What is required:
Copy out the part of the records that opens with the line containing "Task: indicate the temple complex." and runs through the end of the records, swapping "indicate" for "mark" wherever it occurs and leaving every other character unchanged.

Supplied information:
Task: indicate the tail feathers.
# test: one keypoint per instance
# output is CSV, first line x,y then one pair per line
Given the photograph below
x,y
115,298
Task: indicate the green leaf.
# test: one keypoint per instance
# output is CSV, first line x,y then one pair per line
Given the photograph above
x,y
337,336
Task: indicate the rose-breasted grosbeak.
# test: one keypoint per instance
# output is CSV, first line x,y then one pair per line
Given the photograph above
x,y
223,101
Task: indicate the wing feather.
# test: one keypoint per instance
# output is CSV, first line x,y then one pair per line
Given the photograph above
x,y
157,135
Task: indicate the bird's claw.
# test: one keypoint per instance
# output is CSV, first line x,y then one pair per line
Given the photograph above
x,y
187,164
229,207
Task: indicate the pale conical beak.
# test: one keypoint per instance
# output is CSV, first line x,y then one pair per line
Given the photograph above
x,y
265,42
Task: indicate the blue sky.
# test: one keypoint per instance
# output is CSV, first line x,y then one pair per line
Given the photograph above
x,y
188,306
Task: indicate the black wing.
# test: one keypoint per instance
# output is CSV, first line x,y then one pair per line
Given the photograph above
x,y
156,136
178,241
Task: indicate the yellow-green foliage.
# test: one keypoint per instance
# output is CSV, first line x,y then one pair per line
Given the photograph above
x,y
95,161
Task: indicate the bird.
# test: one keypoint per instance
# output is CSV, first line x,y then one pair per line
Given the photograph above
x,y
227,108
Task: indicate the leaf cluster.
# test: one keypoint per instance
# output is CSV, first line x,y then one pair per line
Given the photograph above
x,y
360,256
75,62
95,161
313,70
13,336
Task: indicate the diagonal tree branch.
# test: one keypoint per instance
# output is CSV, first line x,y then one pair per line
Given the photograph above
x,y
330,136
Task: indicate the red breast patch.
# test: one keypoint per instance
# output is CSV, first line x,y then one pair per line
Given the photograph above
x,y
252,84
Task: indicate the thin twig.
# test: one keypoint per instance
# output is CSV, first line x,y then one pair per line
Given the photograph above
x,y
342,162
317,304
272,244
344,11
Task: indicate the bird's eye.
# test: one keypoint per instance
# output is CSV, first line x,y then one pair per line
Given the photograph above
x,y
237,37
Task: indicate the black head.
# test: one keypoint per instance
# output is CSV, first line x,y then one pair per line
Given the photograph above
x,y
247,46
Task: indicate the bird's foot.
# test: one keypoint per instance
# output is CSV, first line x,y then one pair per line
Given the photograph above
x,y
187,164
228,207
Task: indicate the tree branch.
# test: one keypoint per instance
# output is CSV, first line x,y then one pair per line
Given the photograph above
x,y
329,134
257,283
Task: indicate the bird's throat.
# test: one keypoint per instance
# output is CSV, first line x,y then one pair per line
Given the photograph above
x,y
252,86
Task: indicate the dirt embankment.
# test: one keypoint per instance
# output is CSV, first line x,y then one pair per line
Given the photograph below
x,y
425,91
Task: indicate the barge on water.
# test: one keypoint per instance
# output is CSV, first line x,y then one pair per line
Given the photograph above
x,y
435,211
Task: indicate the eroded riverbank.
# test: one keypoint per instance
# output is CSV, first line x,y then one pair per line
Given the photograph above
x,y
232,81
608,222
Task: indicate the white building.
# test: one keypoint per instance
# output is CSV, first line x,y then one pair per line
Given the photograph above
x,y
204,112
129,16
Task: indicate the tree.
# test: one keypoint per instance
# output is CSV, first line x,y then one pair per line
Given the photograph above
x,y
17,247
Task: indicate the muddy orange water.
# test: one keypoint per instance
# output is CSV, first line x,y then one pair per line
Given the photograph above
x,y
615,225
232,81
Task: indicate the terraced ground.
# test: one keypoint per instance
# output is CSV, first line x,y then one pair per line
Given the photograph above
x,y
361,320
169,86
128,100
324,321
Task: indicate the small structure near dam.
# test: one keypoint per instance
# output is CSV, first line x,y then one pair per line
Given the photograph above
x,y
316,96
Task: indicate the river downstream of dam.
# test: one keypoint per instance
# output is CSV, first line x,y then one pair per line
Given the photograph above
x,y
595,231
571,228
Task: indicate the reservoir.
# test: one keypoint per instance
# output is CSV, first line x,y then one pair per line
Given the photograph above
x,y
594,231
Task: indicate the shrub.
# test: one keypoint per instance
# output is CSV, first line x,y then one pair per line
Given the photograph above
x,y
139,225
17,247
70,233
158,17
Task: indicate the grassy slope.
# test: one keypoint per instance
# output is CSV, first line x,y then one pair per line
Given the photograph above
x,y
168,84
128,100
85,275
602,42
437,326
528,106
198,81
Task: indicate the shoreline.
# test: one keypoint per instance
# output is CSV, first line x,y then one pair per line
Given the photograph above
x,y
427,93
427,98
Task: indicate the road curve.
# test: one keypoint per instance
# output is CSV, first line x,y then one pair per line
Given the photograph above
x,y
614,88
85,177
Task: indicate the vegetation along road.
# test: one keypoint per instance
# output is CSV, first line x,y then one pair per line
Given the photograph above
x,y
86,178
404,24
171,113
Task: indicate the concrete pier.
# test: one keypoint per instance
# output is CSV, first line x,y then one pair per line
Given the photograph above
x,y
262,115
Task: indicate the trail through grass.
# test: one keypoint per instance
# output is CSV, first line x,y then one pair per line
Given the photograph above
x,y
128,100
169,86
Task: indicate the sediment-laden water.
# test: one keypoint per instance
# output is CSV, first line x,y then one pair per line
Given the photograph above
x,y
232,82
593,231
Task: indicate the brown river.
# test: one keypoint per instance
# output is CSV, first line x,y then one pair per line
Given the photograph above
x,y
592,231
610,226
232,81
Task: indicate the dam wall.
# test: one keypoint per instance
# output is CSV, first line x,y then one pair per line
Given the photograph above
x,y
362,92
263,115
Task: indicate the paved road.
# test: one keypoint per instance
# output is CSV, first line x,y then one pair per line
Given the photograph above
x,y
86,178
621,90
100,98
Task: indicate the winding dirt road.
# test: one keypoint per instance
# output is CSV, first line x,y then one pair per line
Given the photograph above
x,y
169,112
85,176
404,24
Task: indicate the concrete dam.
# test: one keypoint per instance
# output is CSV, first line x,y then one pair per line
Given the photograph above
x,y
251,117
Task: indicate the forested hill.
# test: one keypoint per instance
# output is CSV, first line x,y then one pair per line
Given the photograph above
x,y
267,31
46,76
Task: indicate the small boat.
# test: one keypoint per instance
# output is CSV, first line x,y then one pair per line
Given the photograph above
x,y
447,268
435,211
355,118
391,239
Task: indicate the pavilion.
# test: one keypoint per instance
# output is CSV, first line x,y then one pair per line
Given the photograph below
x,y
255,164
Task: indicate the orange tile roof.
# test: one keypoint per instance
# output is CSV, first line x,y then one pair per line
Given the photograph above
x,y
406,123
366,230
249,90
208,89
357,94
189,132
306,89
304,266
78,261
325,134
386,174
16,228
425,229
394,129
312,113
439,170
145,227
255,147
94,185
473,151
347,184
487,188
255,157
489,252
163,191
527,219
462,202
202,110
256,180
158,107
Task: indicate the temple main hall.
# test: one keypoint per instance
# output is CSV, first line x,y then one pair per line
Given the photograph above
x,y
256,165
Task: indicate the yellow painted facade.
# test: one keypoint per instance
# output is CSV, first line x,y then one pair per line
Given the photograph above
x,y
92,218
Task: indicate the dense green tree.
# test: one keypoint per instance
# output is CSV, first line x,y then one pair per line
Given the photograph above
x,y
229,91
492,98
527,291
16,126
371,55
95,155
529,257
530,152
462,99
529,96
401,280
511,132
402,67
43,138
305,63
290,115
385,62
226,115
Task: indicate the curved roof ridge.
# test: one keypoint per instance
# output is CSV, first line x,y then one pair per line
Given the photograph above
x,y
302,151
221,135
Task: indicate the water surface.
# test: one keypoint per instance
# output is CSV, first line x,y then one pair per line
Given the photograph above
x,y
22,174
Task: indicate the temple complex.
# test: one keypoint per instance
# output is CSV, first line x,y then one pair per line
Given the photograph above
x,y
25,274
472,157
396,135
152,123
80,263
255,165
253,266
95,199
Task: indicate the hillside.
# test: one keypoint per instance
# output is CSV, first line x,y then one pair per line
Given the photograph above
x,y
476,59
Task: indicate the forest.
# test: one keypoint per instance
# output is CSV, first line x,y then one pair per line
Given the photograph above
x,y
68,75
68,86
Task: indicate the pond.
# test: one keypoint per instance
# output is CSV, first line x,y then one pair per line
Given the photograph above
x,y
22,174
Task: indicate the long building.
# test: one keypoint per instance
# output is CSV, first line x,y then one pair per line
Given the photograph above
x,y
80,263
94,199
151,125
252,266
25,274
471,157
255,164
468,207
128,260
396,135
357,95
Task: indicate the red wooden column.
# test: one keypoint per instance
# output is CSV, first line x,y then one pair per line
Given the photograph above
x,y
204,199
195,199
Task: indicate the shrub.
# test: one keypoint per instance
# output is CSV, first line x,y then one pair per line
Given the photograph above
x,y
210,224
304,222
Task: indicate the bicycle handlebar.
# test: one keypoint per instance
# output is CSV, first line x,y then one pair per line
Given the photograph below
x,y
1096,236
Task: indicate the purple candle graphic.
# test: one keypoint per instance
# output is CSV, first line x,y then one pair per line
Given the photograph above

Task answer:
Task: mark the temple complex.
# test: one keypoint per instance
# output is CSV, first line x,y then one pair per line
Given the photograph above
x,y
25,274
472,157
396,135
152,123
80,263
255,165
253,266
95,199
Task: mark the hillside.
# test: one keypoint per instance
# output is CSV, first line x,y then one pair per line
Given the photograph above
x,y
476,59
Task: mark the forest.
# test: one keypoint per instance
# output is CSV, first line x,y then one pair per line
Given the photograph above
x,y
68,75
68,86
Task: mark the pond.
# test: one keypoint per instance
# output is CSV, first line x,y then one pair per line
Given the photograph above
x,y
22,174
Task: mark the long building.
# test: one keypoint per instance
# output is CSV, first line x,y then one pair per line
Given the photograph above
x,y
80,263
94,199
151,125
252,266
25,274
471,157
255,164
468,207
128,260
396,135
357,95
Task: mark the red wooden column.
# test: one keypoint per instance
# output is CSV, first line x,y then one pair per line
Given the photograph above
x,y
204,199
195,199
Task: mark the shrub.
# test: one keypoint per instance
# output is CSV, first line x,y then one pair per line
Given the photograph above
x,y
210,224
304,222
Task: mark the bicycle handlebar.
# test: one keypoint per instance
# output is CSV, first line x,y then one pair per line
Given the photograph below
x,y
1096,236
Task: mark the purple candle graphic.
# test: one keypoint per instance
# output is CSV, first line x,y then one pair per line
Given the photograph above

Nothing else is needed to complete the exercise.